• **Written exercise 1**:
Which lines of the records below contain the word "uniform"? Collect and copy each of those lines in full.

• **Passage to read**:
#####

Understanding and sensibility, with us, can determine objects only in conjunction. If we separate them, we have intuitions without conceptions, or conceptions without intuitions; in both cases, representations, which we cannot apply to any determinate object. [1]
Immanuel Kant
I am not a scientist; I have said this before. I am a doctoral student in Technical Communication and Rhetoric (TCR) and my Master's is in Religious Studies - not Theology. I feel that this should be understood before I examine EE Theory. TCR is concerned with Rhetoric, or the art of persuasion, in writing. As such, logic and common fallacies are of primary concern in my field. In short, I study how people construct arguments and how people convey these arguments to specific audiences. In addition, one of my concentrations is research methods and methodology. I also study the Rhetoric of Science.
My particular approach to any theory is whether or not it is reasonable; is a theory based on (1) an understanding of the field in which the theory inquires and (2) is there any empirical data to support the theory? As Kant noted, without either one has only intuition without conception [2].

#####

• **Data supplied**:
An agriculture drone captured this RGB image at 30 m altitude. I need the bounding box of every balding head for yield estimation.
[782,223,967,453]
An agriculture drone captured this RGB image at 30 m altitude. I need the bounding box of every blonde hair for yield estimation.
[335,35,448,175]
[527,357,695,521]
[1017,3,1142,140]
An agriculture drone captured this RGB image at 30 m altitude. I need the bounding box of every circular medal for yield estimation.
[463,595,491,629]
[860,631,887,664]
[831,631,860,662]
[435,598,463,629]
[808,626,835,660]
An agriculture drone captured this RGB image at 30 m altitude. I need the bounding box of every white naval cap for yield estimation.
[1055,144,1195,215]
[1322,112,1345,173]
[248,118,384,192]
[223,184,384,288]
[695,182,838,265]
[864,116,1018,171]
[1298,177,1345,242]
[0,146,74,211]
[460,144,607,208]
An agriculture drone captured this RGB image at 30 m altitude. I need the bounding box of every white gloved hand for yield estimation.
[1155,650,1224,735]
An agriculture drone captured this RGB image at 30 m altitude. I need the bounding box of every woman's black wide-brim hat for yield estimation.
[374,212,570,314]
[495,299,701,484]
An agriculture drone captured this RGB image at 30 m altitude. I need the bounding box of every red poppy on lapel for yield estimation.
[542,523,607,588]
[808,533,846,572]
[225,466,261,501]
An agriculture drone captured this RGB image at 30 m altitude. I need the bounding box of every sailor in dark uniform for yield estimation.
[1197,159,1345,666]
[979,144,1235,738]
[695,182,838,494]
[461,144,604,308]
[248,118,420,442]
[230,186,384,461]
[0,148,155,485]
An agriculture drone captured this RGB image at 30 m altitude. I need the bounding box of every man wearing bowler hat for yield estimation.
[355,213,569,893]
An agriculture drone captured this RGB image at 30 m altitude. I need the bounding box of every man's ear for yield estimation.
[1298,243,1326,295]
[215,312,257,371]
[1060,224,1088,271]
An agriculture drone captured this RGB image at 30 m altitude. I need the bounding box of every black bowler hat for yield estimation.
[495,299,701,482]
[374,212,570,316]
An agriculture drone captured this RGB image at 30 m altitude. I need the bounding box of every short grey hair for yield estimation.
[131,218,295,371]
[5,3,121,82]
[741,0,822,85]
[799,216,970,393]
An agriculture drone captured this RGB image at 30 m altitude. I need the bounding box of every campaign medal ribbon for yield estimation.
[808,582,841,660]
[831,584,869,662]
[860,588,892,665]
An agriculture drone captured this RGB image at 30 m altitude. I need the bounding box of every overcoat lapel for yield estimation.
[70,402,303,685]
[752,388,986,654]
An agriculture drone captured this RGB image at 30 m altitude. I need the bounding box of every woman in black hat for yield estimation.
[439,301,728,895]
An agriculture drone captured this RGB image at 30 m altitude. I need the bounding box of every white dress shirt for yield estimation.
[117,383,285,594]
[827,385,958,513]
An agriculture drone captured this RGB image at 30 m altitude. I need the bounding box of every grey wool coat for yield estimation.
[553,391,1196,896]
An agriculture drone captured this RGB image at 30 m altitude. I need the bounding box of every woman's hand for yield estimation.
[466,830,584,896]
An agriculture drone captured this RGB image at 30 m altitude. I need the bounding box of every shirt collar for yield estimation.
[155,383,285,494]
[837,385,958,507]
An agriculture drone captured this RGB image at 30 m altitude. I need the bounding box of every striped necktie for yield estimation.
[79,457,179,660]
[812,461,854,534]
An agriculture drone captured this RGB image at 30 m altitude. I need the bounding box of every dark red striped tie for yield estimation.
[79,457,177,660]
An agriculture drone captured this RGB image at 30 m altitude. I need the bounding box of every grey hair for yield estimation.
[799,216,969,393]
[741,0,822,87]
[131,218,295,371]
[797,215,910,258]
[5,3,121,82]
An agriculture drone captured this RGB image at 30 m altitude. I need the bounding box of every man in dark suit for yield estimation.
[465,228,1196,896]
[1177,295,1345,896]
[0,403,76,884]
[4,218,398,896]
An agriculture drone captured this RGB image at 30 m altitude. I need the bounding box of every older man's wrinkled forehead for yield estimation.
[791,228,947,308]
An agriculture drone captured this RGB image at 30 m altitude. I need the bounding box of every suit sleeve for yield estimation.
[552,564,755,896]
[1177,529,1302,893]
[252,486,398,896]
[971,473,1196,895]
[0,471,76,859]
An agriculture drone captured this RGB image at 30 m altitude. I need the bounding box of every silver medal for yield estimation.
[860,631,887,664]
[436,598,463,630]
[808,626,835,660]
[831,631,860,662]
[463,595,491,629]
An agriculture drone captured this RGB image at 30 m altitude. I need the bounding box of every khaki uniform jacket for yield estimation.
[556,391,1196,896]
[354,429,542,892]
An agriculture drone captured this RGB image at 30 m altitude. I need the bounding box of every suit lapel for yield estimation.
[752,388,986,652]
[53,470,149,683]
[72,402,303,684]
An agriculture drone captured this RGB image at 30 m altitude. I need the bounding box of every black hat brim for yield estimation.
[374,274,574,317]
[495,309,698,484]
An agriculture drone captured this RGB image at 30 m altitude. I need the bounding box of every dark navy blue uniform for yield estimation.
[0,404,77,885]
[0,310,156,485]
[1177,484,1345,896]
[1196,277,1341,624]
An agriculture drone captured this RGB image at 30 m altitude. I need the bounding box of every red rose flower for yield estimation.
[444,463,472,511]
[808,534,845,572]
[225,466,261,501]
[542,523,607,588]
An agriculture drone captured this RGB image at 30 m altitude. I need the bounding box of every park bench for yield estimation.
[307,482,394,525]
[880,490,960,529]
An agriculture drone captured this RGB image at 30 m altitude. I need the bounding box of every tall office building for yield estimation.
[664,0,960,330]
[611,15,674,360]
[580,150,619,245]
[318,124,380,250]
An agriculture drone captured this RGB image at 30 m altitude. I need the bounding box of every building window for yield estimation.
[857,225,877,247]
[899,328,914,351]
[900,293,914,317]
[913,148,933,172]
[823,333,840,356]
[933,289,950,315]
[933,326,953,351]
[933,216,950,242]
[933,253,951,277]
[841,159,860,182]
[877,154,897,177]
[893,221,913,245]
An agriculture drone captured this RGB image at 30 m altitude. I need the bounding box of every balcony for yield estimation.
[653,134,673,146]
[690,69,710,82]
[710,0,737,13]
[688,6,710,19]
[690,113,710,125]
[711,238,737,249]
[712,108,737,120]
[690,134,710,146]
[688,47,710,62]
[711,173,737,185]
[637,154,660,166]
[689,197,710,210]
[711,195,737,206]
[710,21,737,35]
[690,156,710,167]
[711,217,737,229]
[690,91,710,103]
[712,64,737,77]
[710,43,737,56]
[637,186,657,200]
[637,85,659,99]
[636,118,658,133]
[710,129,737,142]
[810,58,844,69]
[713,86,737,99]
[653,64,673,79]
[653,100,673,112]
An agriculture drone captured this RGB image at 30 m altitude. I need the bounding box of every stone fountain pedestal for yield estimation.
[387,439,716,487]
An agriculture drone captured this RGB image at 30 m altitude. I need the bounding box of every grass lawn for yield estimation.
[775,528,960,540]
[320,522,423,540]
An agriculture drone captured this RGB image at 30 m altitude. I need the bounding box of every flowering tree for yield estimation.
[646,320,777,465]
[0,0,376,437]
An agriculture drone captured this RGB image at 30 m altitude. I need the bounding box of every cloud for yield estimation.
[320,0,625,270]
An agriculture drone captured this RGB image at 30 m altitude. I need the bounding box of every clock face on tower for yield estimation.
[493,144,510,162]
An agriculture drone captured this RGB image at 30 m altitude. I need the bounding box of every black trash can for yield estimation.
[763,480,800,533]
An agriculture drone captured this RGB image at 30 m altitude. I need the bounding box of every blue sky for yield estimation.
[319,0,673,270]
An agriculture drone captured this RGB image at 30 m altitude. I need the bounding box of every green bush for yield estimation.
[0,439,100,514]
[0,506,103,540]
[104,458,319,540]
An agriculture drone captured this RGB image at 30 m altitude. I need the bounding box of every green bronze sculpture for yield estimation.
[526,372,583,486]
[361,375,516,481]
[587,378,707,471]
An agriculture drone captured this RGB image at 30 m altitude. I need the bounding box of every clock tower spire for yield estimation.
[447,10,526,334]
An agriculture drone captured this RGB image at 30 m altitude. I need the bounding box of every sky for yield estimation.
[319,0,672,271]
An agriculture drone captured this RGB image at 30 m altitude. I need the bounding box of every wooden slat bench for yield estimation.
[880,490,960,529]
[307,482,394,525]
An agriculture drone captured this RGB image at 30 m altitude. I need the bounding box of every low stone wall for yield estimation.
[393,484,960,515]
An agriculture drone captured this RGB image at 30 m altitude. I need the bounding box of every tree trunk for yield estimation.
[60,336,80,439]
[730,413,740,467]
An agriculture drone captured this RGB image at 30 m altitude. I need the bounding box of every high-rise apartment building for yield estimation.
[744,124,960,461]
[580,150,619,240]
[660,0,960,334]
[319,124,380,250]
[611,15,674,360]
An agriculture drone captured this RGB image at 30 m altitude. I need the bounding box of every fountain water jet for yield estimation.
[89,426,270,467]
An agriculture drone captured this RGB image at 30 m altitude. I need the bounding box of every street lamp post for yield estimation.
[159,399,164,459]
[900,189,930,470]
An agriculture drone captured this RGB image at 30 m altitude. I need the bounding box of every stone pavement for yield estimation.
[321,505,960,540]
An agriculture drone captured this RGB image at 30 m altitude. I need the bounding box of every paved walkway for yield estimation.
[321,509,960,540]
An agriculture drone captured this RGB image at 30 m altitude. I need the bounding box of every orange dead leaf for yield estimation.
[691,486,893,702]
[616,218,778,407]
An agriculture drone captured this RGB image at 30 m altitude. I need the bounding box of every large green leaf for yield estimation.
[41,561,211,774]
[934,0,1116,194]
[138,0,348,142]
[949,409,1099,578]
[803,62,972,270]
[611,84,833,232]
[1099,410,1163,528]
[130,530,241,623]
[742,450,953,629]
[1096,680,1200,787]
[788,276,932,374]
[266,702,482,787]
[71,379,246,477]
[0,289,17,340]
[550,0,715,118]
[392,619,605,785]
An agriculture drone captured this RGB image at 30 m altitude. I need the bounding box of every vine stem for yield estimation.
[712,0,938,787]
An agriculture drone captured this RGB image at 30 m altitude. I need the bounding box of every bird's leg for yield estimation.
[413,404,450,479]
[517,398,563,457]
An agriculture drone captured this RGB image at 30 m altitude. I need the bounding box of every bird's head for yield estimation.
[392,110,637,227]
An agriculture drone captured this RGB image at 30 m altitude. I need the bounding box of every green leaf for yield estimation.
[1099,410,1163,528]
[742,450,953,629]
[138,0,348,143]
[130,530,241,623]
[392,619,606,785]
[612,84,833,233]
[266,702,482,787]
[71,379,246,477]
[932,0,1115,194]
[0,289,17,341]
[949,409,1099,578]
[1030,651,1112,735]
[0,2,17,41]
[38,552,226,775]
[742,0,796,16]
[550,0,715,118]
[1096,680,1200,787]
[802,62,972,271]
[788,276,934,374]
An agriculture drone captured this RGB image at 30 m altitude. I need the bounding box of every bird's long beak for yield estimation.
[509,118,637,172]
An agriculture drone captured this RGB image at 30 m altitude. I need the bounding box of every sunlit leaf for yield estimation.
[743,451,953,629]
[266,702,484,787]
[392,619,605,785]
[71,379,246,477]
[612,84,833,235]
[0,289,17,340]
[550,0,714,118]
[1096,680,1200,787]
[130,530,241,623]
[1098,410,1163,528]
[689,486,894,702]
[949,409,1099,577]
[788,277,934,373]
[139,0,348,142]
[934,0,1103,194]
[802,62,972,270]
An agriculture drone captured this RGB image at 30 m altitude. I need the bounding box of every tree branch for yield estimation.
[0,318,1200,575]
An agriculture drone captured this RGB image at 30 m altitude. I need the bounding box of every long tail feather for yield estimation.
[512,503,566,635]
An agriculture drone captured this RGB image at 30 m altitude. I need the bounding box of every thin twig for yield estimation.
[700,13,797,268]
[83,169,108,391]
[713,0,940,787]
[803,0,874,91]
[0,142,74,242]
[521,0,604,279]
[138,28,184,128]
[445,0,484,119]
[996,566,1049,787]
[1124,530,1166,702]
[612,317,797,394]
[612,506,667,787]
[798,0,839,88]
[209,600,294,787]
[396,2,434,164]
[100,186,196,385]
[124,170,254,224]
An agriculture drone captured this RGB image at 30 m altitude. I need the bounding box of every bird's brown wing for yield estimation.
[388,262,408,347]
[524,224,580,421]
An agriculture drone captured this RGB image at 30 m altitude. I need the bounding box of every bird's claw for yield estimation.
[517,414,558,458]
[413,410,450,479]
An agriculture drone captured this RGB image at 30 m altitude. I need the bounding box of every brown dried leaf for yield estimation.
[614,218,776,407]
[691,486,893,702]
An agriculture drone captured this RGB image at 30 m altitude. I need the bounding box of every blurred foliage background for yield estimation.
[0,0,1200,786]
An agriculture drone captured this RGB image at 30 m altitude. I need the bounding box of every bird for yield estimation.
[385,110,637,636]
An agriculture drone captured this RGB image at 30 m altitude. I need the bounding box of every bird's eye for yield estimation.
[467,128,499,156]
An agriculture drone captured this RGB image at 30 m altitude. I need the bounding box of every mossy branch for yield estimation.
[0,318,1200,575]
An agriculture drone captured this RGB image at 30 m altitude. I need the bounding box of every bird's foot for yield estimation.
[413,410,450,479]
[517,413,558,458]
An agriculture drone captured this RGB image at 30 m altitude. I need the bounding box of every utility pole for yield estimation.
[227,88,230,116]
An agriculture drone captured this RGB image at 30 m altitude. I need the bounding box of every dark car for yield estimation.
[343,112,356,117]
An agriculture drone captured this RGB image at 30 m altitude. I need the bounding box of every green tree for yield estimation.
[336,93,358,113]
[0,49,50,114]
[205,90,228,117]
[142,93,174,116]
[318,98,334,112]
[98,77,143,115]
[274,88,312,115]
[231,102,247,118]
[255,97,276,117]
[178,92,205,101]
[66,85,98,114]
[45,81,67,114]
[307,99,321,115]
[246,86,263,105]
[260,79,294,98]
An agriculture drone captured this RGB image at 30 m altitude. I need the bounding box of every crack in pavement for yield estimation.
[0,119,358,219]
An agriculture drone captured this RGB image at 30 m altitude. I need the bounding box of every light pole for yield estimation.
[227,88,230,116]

#####

• **Written exercise 2**:
Return the passage above on judging theories word for word, beginning at the words "My particular approach" and stopping after "without conception [2].".

• **Expected output 1**:
An agriculture drone captured this RGB image at 30 m altitude. I need the bounding box of every sailor in dark uniform for yield estimation.
An agriculture drone captured this RGB image at 30 m altitude. I need the bounding box of every khaki uniform jacket for yield estimation.
An agriculture drone captured this RGB image at 30 m altitude. I need the bounding box of every dark navy blue uniform for yield estimation.

• **Expected output 2**:
My particular approach to any theory is whether or not it is reasonable; is a theory based on (1) an understanding of the field in which the theory inquires and (2) is there any empirical data to support the theory? As Kant noted, without either one has only intuition without conception [2].